[TASK DIRECTIONS] Reproduce all of the material below word for word, leaving out the pictures.
#### PROVIDED INFORMATION
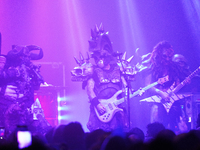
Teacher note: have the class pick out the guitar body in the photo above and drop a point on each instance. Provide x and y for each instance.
(110, 106)
(167, 104)
(174, 97)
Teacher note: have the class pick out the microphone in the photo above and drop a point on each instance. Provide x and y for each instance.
(115, 54)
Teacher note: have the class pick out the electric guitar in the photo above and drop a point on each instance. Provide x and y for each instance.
(111, 104)
(172, 90)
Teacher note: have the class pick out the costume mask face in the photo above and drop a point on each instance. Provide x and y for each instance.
(167, 55)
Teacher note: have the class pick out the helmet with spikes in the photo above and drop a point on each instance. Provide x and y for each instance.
(126, 67)
(84, 70)
(99, 40)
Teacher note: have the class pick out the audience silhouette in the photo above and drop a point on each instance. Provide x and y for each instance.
(72, 137)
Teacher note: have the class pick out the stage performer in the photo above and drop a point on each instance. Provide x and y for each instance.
(103, 82)
(21, 77)
(166, 106)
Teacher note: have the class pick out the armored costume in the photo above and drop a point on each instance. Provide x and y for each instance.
(103, 81)
(21, 78)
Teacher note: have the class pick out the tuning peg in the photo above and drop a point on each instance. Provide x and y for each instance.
(77, 61)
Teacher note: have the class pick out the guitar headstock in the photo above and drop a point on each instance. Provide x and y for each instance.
(163, 80)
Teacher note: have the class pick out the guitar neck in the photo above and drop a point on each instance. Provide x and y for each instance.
(182, 84)
(121, 100)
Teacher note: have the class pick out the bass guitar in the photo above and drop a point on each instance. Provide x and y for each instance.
(111, 104)
(172, 91)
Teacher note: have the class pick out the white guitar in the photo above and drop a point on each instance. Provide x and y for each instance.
(174, 97)
(111, 104)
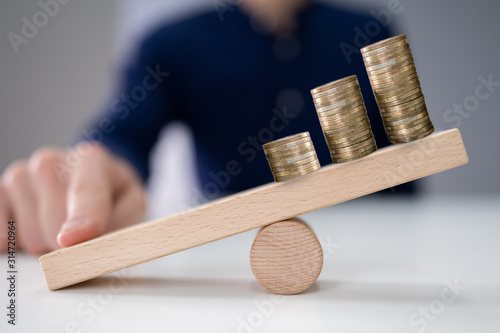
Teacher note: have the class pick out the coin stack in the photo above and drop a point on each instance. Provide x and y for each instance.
(291, 157)
(342, 114)
(395, 83)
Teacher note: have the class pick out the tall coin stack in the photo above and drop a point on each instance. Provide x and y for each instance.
(291, 157)
(342, 114)
(395, 83)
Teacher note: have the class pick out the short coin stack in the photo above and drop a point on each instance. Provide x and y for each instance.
(395, 83)
(291, 157)
(342, 114)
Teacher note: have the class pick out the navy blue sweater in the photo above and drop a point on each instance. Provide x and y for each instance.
(237, 88)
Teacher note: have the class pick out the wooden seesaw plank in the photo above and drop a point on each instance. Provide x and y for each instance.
(254, 208)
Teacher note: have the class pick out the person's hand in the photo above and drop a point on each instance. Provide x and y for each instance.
(57, 201)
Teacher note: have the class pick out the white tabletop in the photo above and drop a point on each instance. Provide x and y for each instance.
(388, 268)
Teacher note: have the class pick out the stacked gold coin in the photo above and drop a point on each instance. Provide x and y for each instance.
(342, 114)
(291, 157)
(397, 89)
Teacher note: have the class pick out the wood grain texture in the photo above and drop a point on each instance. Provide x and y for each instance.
(286, 257)
(254, 208)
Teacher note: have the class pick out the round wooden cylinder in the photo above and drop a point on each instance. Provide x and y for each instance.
(286, 257)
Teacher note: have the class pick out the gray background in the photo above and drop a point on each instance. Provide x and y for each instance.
(66, 72)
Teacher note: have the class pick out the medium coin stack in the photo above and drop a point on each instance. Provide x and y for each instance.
(342, 114)
(395, 83)
(291, 157)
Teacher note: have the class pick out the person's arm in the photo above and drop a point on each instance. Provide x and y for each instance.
(61, 198)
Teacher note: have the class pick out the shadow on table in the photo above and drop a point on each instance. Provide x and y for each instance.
(340, 290)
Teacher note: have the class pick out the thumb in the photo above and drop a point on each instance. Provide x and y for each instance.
(89, 198)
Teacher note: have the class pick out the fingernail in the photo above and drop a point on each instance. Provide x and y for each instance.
(74, 225)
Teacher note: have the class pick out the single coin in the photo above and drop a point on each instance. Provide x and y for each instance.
(413, 138)
(289, 140)
(409, 81)
(406, 118)
(339, 141)
(356, 152)
(389, 67)
(394, 84)
(377, 78)
(346, 87)
(403, 108)
(298, 169)
(383, 43)
(337, 97)
(343, 108)
(399, 100)
(297, 175)
(286, 150)
(410, 124)
(353, 158)
(351, 101)
(334, 84)
(339, 131)
(289, 153)
(292, 166)
(353, 147)
(388, 51)
(348, 141)
(404, 91)
(409, 132)
(380, 59)
(290, 160)
(341, 113)
(343, 120)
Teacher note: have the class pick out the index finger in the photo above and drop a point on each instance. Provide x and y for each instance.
(89, 198)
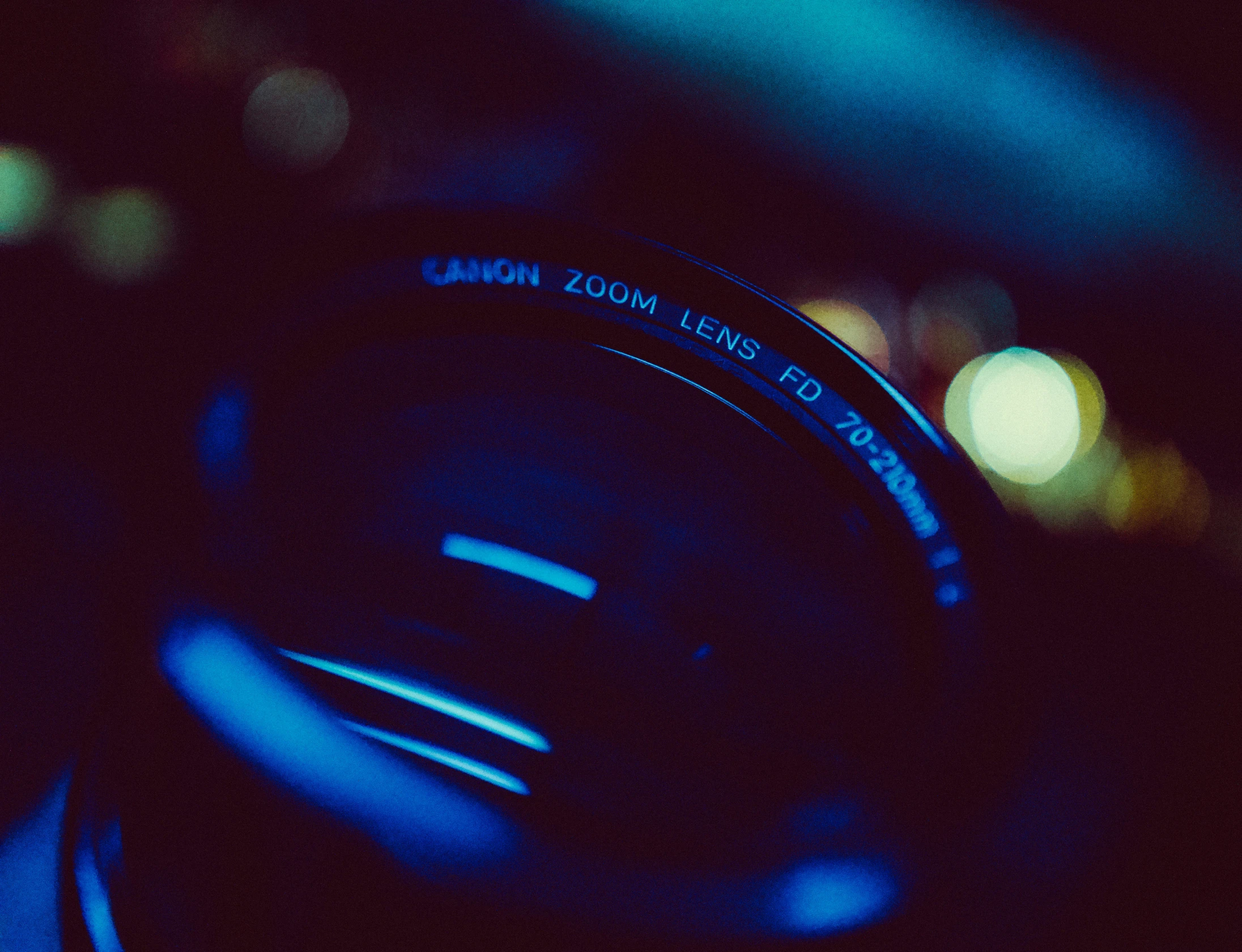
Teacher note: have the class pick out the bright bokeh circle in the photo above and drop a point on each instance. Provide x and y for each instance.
(1024, 415)
(296, 119)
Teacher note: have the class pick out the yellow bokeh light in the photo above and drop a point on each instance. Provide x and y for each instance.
(1024, 415)
(958, 319)
(852, 326)
(27, 190)
(1092, 407)
(122, 236)
(296, 119)
(956, 406)
(1155, 489)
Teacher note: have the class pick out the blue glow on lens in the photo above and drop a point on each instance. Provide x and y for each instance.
(429, 698)
(246, 701)
(449, 759)
(831, 895)
(518, 562)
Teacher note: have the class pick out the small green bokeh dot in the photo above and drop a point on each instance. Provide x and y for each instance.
(124, 236)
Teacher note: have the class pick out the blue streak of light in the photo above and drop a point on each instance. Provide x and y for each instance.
(440, 755)
(945, 111)
(518, 562)
(223, 433)
(429, 698)
(96, 908)
(831, 895)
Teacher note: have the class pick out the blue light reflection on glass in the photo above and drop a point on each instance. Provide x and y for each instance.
(518, 562)
(428, 698)
(825, 896)
(458, 762)
(248, 702)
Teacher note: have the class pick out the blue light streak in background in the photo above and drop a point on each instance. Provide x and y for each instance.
(223, 436)
(440, 755)
(831, 895)
(948, 113)
(429, 698)
(518, 562)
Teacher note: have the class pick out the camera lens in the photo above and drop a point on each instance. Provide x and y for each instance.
(551, 587)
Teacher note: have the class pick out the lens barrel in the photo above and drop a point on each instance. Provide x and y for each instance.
(542, 585)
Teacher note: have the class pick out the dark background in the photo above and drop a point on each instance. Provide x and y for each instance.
(1132, 821)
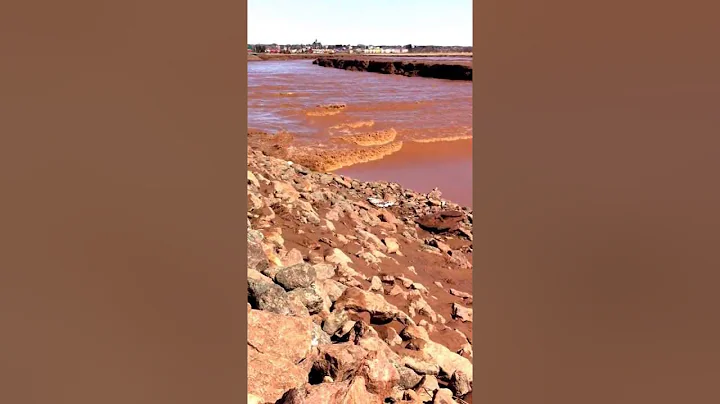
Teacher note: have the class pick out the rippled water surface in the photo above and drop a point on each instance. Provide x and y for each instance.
(282, 93)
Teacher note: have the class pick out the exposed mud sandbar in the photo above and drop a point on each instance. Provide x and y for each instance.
(450, 70)
(326, 110)
(333, 159)
(353, 125)
(282, 145)
(372, 138)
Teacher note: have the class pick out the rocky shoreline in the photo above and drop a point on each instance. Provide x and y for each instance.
(358, 292)
(448, 70)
########
[WRITTEN SOLUTION]
Teacher note: have the class pick out the guitar body in the photo above and drop a point on each instance. Provide x and y for each instance.
(110, 106)
(167, 104)
(174, 97)
Teacher note: have the class pick out the microphone in the photo above and drop a point on each instance. Provide x and y for each instance.
(115, 54)
Teacher note: have the class pick out the electric guitar in the photo above and drop a point on each instance. Provide x and y for each instance.
(111, 104)
(172, 90)
Teacher note: have the class pick out the costume mask face in the photo above and drop a point on each instance. Provide x and y for each instance.
(167, 55)
Teacher note: have the class pick out the helmet with spikes in the photo above and drop a point on each instance. Provide x and y for each instance.
(126, 67)
(84, 70)
(99, 40)
Teacher note: have the class pick out the audience silhouette in the photo above and drop a point on each instance. Provide x and y for each instance.
(72, 137)
Teacher note: have the class pick out the stage performer in the photo above and drop a point on each instance. Provide x and y for each instance.
(103, 82)
(21, 77)
(166, 106)
Teacher note: have the class pick out the armored costume in the photo above and drop a point on each instance. Provide x and y for each instance.
(103, 81)
(21, 78)
Teacher note: have the class pick out the tuning peg in the photo above and drop a point on each instance. Provide x and y for each instance.
(77, 61)
Teacher note: have the class pick out the guitar headstock in the photo above and drop a point on each instance. Provide x and y for each instance.
(163, 80)
Teacher note: have the class pick out the guitar neck in the photo above and drop a point on each instance. Provide x and y for each instance.
(182, 84)
(121, 100)
Teacher note: have the class pick out the bass guitar in the photo above and drop a point on each instance. Provide x and y for each instance.
(111, 104)
(172, 91)
Teacher note: have the class pick out the white guitar in the photo above and drop a point on each instance. Provide x and y for each instance.
(174, 97)
(111, 104)
Teacher note: have the class pick out the coin stack in the photo above and drop a point on each instance. Provide x and y for each instance.
(291, 157)
(342, 114)
(395, 83)
Teacher note: have the class pick out the tall coin stack in the photo above and drop a point on each instance. Provide x and y for each instance.
(291, 157)
(342, 114)
(395, 83)
Teacher note: have the class pick out the short coin stack in the photo above and drop a point on each instance. Provide x and y for each instance.
(395, 83)
(291, 157)
(342, 114)
Teacher note: have the class pick out the navy blue sweater in the photo above and drop a point on each instance. Provide x and y for each instance.
(237, 88)
Teacher note: have the class pick out the wooden seesaw plank in the photo above and drop a point on each instance. Provide x and y for each instance.
(254, 208)
Teacher note: have the class pick out the person's hand in the photo above and drop a point on each instance. Provide x and y for each instance.
(57, 201)
Teacher note: have the class pick out the white tabletop in the photo above and drop a point on each instance. Provide x and y for each instance.
(388, 268)
Teacher note: have the class pick out the stacked gold coin in the photo above and drop a point on each instance. Provide x and y for each instance.
(342, 114)
(291, 157)
(397, 89)
Teacher note: have the class pick out the wood grain texture in the photo above and drop a point on each instance. Provide x and y for each instance.
(286, 257)
(254, 208)
Teacher note: have the class pick out the round wooden cylinder in the photo above and drop a point on each instance. Provide x and y for each instance.
(286, 257)
Teacher note: have the class pick out the gray background in the photo above and drop a point on each instance. Provide x and y for each instance.
(66, 72)
Teacher note: have the class pick out the medium coin stack in the photo above and drop a point on each instance. Provide x and y for each instance.
(342, 114)
(395, 83)
(291, 157)
Teacher note: have the class pick out the person's arm in the photo above and drop a point on each instance. Provide x and y for each instance.
(61, 198)
Teacher note: have the class pick out the shadow on table in the photo above and drop a point on each instance. Provide x and y for each instance.
(340, 290)
Teacher note: have the class pick out the thumb in the photo above and drop a point on each instance. Provide x and y for each instance.
(89, 198)
Teacher note: have the class pick out the fingernail in the photo above and drop a point on each instance. Provide x and y for each instance.
(74, 225)
Teacher note: have the class pick out the single coin in the photo above and drop a point on each instance. Provide x and y for each instance.
(413, 138)
(289, 140)
(409, 81)
(406, 118)
(339, 141)
(356, 152)
(389, 67)
(394, 84)
(377, 78)
(346, 87)
(403, 108)
(298, 169)
(383, 43)
(337, 97)
(343, 108)
(399, 100)
(297, 175)
(286, 150)
(410, 124)
(353, 158)
(351, 101)
(334, 84)
(339, 131)
(289, 153)
(292, 166)
(353, 147)
(388, 51)
(348, 141)
(404, 91)
(409, 132)
(380, 59)
(290, 160)
(341, 113)
(343, 120)
Teacher note: have the class pick out the index finger in the photo above and drop a point on each instance. Provide x and y for each instance.
(89, 198)
Teacher note: have the class pick out the bright bokeh circle in the photo above and drop a point on each instance. Provide x and y for each instance.
(1024, 415)
(296, 119)
Teacher note: have the class pick out the yellow bokeh light in the photo above and drop a point on each instance. Provide x and y for each instance.
(1024, 415)
(958, 319)
(852, 326)
(27, 190)
(1092, 407)
(122, 236)
(296, 119)
(956, 406)
(1155, 489)
Teacher note: have the class pick out the blue glow on lens in the photo above and drop a point on each instance. Provide x and y for each instance.
(429, 698)
(246, 701)
(449, 759)
(831, 895)
(518, 562)
Teacher note: have the class pick out the small green bokeh dot in the photo above and drop a point on each instance. Provide x and y for each instance.
(124, 236)
Teacher note: have the class pick out the blue streak of light in the photo above and drop a point on each instance. Provide x and y for each instance.
(440, 755)
(945, 111)
(518, 562)
(223, 433)
(429, 698)
(96, 908)
(831, 895)
Teacher note: have the class pick out the blue light reflection on glass in the photo above and drop a point on each instance. Provide x and y for each instance.
(518, 562)
(428, 698)
(825, 896)
(458, 762)
(248, 702)
Teacher note: have the class pick out the blue light streak in background in the photo above and drop a point on each instance. Provide x and y for each instance.
(223, 436)
(440, 755)
(831, 895)
(948, 113)
(429, 698)
(518, 562)
Teacher note: have the class pick out the camera lens in the photo above and drop a point on each instance. Provide x and y for each instance.
(551, 587)
Teacher note: have the class pick out the lens barrel in the photo above and drop a point on each instance. Provide x and y for each instance.
(542, 585)
Teacher note: have the class pick out the dark background in the photo above and drop a point on each instance. Provide x and y for each instance.
(1132, 821)
Teacher note: have the class pick out the rippled water surface in the photo above and drop a point on each instance. Provide x and y for each instance.
(282, 93)
Teacher note: have the class pick out the exposed mud sandbar in the photo above and drop a point on each instance. Provide x and y for each instance.
(450, 70)
(326, 110)
(333, 159)
(353, 125)
(282, 145)
(372, 138)
Teacher note: have the class pick out the rocky shoreline in the photo above and drop a point on each instance. Provide x and y for each instance.
(358, 292)
(448, 70)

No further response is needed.